YOUR TASKS:
a – Reproduce verbatim the portion of the forum thread on book covers that begins at the words "## Lydniz (May" and ends after the words "awesome in print.".
b – Answer from the forum thread on book covers, one answer per line, marked (i), (ii), (iii):
(i) What does Amanda M. Lee name as the most important thing with covers?
(ii) Whom does Amanda M. Lee use for her grim reaper covers?
(iii) What does Jana DeLeon say Photoshop does to her?

PASSAGE PROVIDED:
::::::::::

Your covers are not busy! You have great covers with one or two large pieces of artwork to carry the show. Sure, there's other bits of info, but they are small and subtle.


----------



## Lydniz (May 2, 2013)

I don't think your covers are busy either, Jana.


----------



## Jana DeLeon (Jan 20, 2011)

The Miss Fortune series covers get busier as the series goes on. I don't have them all in my sig line - too lazy to change it. 

But I still love them. The elements in the covers tie into the stories. My cover artist is a genius. The colors look awesome in print.


----------



## Amanda M. Lee (Jun 3, 2014)

I have all the Miss Fortune series in paperback. It's one of my favorite series. They look great in print. I think the most important thing with covers for anything is branding. You want people to be able to identify a series. I like playing around with different stuff for covers. I have some great stuff on my desktop, if I ever get around to writing the books.


----------



## [email protected] (Apr 8, 2012)

For some reason, I get a ton of orders for cozy mysteries. I've even started adding a few in my premade selection. Feel free to check my site out: CoverShotCreations.com.

Good luck on your search!


----------



## Jana DeLeon (Jan 20, 2011)

Amanda M. Lee said:


> I have all the Miss Fortune series in paperback. It's one of my favorite series. They look great in print. I think the most important thing with covers for anything is branding. You want people to be able to identify a series. I like playing around with different stuff for covers. I have some great stuff on my desktop, if I ever get around to writing the books.


Thanks, Amanda! And I totally agree, branding is most important for the series and the author.

Do you make your own covers? They're great. I wish I could but Photoshop makes me cry a little.


----------



## Amanda M. Lee (Jun 3, 2014)

Jana DeLeon said:


> Thanks, Amanda! And I totally agree, branding is most important for the series and the author.
> 
> Do you make your own covers? They're great. I wish I could but Photoshop makes me cry a little.


I do everything but my grim reapers. I could never find photos I liked to do those. I go through an illustrator for those covers. I can manipulate photos. I can't draw for anything, though. I have some circus ones on my desktop I love and the first book in that series hits in January, so I will finally get to use them. I love messing around with covers. It's like adult coloring. If I'm writing and need a moment to think I open one that's partially done on my desktop and fiddle with it until I've thought things through. I find it relaxing.


----------



## Jana DeLeon (Jan 20, 2011)

Amanda M. Lee said:


> I do everything but my grim reapers. I could never find photos I liked to do those. I go through an illustrator for those covers. I can manipulate photos. I can't draw for anything, though. I have some circus ones on my desktop I love and the first book in that series hits in January, so I will finally get to use them. I love messing around with covers. It's like adult coloring. If I'm writing and need a moment to think I open one that's partially done on my desktop and fiddle with it until I've thought things through. I find it relaxing.

::::::::::

DATA LINES:

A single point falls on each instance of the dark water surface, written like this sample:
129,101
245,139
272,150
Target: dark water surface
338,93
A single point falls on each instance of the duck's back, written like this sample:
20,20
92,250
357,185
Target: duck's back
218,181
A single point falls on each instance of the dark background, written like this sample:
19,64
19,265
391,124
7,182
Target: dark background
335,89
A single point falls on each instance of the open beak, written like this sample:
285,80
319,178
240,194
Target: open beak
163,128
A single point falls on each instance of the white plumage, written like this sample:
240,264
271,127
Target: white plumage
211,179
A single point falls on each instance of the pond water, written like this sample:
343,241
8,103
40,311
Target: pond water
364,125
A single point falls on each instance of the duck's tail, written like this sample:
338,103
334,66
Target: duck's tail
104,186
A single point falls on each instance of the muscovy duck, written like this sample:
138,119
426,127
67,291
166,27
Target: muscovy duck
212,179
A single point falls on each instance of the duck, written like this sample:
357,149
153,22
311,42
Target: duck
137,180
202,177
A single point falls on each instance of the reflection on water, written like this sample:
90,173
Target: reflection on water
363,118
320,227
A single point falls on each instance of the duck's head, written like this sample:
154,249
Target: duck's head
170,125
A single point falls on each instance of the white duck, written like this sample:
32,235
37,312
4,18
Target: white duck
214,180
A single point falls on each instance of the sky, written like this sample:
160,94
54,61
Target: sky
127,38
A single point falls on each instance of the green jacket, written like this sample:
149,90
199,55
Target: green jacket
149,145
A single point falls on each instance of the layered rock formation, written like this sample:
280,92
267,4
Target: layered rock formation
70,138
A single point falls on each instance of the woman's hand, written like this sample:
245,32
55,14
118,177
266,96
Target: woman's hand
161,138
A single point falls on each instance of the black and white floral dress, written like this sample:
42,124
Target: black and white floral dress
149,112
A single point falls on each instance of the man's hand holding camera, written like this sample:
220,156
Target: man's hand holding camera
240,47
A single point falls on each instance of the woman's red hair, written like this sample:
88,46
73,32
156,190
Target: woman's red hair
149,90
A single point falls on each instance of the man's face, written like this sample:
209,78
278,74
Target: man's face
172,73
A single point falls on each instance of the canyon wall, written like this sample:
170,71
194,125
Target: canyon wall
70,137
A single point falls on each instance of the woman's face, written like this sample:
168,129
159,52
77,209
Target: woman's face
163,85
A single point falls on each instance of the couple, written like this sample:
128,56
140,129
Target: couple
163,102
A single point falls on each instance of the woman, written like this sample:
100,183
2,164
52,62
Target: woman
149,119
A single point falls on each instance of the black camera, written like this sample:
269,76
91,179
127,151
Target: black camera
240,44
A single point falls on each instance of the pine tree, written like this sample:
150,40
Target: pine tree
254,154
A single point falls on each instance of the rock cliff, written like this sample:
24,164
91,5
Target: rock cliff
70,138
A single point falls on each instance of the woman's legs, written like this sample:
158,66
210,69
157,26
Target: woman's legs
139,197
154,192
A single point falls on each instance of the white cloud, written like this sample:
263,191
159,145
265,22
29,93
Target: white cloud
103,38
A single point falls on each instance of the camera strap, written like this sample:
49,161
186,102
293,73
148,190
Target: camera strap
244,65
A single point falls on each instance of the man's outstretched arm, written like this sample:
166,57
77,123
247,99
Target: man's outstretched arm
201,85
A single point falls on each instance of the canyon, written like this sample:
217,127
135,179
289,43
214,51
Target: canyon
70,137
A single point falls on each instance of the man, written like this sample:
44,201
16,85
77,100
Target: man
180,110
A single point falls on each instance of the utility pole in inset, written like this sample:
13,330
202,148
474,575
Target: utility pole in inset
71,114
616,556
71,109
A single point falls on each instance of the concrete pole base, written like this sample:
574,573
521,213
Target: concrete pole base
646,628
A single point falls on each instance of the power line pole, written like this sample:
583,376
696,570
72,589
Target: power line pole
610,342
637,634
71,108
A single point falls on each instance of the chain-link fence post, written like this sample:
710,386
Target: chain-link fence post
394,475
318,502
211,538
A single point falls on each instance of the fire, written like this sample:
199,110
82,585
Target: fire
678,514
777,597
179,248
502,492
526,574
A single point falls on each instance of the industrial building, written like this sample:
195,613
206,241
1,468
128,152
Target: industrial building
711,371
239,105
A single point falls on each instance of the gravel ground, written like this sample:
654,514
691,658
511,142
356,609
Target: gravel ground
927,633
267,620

::::::::::

RESULTS FOR EACH TASK:
a –
## Lydniz (May 2, 2013)

I don't think your covers are busy either, Jana.


----------



## Jana DeLeon (Jan 20, 2011)

The Miss Fortune series covers get busier as the series goes on. I don't have them all in my sig line - too lazy to change it. 

But I still love them. The elements in the covers tie into the stories. My cover artist is a genius. The colors look awesome in print.

b –
(i) Branding.
(ii) An illustrator.
(iii) It makes her cry a little.